[Coordinate labeling data]
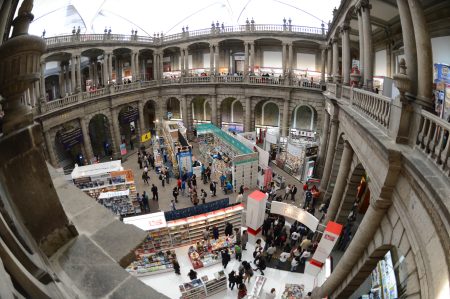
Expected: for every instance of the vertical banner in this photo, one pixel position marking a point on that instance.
(123, 149)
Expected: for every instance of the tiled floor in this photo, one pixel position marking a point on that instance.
(167, 283)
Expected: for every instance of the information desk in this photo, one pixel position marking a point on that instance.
(204, 287)
(148, 264)
(210, 253)
(293, 291)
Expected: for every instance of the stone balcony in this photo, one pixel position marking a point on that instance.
(286, 30)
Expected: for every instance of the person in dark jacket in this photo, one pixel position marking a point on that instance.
(215, 232)
(225, 258)
(228, 229)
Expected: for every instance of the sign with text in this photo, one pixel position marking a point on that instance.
(71, 138)
(296, 213)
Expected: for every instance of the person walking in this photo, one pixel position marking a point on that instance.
(242, 291)
(145, 202)
(176, 267)
(238, 252)
(231, 279)
(287, 192)
(154, 192)
(225, 258)
(215, 232)
(270, 251)
(271, 294)
(244, 239)
(293, 192)
(175, 193)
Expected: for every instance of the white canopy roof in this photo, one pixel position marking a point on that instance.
(96, 169)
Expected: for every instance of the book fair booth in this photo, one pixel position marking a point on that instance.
(168, 230)
(230, 158)
(110, 185)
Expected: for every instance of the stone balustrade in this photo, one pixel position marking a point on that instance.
(376, 106)
(310, 32)
(98, 93)
(331, 88)
(346, 92)
(432, 139)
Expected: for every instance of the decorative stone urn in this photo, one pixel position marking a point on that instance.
(402, 81)
(355, 76)
(19, 69)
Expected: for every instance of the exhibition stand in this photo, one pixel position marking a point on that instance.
(228, 156)
(256, 208)
(204, 287)
(110, 185)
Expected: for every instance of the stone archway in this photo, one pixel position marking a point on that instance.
(69, 147)
(304, 117)
(150, 114)
(174, 107)
(100, 135)
(128, 126)
(201, 110)
(232, 114)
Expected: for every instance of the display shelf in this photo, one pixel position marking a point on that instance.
(148, 264)
(257, 287)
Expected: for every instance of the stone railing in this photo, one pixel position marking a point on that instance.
(230, 79)
(201, 79)
(56, 41)
(89, 95)
(346, 92)
(376, 106)
(432, 139)
(331, 88)
(266, 80)
(59, 103)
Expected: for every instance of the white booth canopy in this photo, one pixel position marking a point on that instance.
(96, 169)
(296, 213)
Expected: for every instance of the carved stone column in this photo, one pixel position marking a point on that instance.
(330, 155)
(346, 63)
(86, 140)
(341, 182)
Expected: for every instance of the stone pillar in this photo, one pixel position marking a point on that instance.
(155, 67)
(361, 46)
(324, 138)
(364, 235)
(330, 155)
(329, 62)
(141, 119)
(86, 140)
(424, 57)
(285, 124)
(335, 61)
(283, 58)
(248, 115)
(246, 60)
(78, 71)
(50, 151)
(211, 59)
(117, 140)
(341, 182)
(346, 63)
(252, 57)
(110, 69)
(323, 58)
(213, 100)
(43, 95)
(72, 74)
(368, 50)
(182, 62)
(217, 59)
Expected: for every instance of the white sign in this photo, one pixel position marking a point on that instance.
(147, 222)
(296, 213)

**GIVEN EXERCISE**
From the line containing "Expected: for every instance of the display" down to the last line, reproduce the records exactly. Include both ends.

**CORRECT ANSWER**
Expected: for every instance of the display shelf in this photo, one pixel position marking a point on that instance.
(148, 264)
(257, 287)
Expected: for every instance of the stone railing in this photo, one pixel position marking a point on that instance.
(230, 79)
(201, 79)
(56, 41)
(89, 95)
(346, 92)
(376, 106)
(432, 139)
(331, 88)
(266, 80)
(59, 103)
Expected: for every instance of the white booth canopy in this photo, one pixel position marking a point on that instance.
(96, 169)
(296, 213)
Expected: for every instance of the carved stone column in this photo, one pixel position marking a point on that instance.
(330, 155)
(346, 63)
(86, 140)
(341, 182)
Expected: for every instance of the stone pillar in this photo, one pixel position marking a point on that instance.
(155, 67)
(361, 46)
(324, 138)
(364, 235)
(330, 155)
(329, 62)
(141, 119)
(86, 140)
(424, 57)
(285, 124)
(335, 61)
(283, 58)
(248, 115)
(246, 60)
(78, 71)
(50, 151)
(211, 59)
(117, 140)
(341, 182)
(346, 63)
(252, 57)
(110, 69)
(323, 58)
(213, 100)
(43, 95)
(72, 74)
(368, 50)
(182, 62)
(217, 59)
Expected: for every instance of the white sign in this photo, one pixel position marking a point on that instance.
(147, 222)
(296, 213)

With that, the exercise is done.